● **What to work on**
Look below for the line with "of the grey". Extract that line and each one after it through the last, word for word.

● **Input records**
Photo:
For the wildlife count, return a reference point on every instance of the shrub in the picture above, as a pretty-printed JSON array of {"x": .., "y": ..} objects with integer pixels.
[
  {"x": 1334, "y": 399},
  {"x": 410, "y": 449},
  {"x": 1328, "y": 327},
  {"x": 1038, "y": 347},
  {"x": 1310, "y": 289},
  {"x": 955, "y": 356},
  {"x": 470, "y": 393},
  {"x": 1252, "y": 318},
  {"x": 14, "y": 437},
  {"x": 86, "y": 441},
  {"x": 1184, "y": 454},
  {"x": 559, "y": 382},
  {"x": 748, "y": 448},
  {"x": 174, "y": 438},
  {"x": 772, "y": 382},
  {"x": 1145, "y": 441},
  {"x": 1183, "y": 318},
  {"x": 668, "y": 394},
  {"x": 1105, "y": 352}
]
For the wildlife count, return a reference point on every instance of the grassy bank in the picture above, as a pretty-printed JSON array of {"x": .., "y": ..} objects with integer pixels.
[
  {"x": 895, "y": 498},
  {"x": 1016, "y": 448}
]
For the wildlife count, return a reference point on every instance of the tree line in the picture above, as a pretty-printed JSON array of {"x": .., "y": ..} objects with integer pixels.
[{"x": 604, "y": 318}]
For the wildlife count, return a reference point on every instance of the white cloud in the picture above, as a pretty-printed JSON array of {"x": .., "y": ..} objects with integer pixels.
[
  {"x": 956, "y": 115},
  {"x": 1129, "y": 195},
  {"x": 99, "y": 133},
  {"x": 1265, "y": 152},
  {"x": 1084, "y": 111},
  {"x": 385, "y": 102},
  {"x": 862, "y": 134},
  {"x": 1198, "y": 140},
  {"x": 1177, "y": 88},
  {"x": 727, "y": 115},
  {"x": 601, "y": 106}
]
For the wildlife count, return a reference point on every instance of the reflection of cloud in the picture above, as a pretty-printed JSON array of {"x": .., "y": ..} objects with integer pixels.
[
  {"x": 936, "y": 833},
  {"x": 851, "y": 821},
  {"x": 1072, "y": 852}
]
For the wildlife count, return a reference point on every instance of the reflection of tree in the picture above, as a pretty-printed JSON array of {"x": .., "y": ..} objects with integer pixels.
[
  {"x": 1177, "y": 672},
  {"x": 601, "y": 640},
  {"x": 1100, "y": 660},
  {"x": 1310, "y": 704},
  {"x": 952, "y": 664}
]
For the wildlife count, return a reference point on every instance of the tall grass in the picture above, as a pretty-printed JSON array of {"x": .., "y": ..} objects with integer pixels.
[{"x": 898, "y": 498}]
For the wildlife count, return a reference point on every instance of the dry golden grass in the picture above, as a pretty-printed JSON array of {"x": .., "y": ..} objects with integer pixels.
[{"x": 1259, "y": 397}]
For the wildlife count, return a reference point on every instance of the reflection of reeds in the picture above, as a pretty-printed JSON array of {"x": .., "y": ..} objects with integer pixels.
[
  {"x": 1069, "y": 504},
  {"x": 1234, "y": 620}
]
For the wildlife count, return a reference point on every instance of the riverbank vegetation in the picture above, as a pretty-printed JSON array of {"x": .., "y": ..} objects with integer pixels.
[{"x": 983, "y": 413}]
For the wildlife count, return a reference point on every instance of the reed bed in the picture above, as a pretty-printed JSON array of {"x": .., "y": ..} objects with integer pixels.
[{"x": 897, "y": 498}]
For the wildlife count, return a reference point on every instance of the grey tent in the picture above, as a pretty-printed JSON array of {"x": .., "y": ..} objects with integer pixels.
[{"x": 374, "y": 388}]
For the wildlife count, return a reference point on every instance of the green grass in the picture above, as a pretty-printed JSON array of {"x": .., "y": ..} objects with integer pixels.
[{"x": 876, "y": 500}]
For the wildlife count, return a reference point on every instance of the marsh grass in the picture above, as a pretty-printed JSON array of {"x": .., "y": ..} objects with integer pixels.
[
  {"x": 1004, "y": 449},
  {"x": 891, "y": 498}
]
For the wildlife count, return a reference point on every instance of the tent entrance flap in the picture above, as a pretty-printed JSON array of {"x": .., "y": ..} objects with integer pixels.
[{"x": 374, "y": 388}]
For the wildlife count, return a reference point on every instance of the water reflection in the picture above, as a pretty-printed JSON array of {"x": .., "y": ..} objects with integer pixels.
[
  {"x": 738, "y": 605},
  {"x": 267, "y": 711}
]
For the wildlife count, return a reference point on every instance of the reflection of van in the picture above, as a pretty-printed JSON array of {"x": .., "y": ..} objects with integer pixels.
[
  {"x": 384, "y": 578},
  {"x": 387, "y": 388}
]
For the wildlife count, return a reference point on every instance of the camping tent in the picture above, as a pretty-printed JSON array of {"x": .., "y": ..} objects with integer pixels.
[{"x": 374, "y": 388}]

● **Answer for this exercise**
For the wildlife count, return a reference point on every instance of the grey tent in the picture above, as a pretty-printed JSON array of {"x": .., "y": ..} objects with integer pixels.
[{"x": 374, "y": 388}]
For the wildlife count, return a reference point on every instance of the green grass in the picture above, as a pretty-printed JSON array of {"x": .., "y": ..} objects with integer pixels.
[{"x": 876, "y": 500}]
For the wildlife count, return a reference point on every instance of the marsh grass in the picture above, as a pretty-printed JSON array of {"x": .., "y": ..} objects with integer pixels.
[
  {"x": 1004, "y": 449},
  {"x": 891, "y": 498}
]
For the wildlife count, return a reference point on every instance of the tent entrance flap in the picture above, as a pretty-printed JSON array of {"x": .., "y": ..} objects with integer pixels.
[{"x": 374, "y": 388}]
For the wildlife count, return a reference point on every instance of the water reflection in the picture above, as a pretty-printed JSON array of {"x": .., "y": ..} objects with integer pixels.
[
  {"x": 738, "y": 605},
  {"x": 267, "y": 711}
]
For the wildlife count, return a reference point on every instance of the reflection of van in the picture above, as a pretty-printed JSON array of {"x": .., "y": ..} objects with integer pixels.
[
  {"x": 384, "y": 578},
  {"x": 387, "y": 388}
]
For the wildlife count, return a reference point on every instance of the camping tent in the picture above, as a pretty-printed JSON array of {"x": .., "y": ..} objects with integer pixels.
[{"x": 374, "y": 388}]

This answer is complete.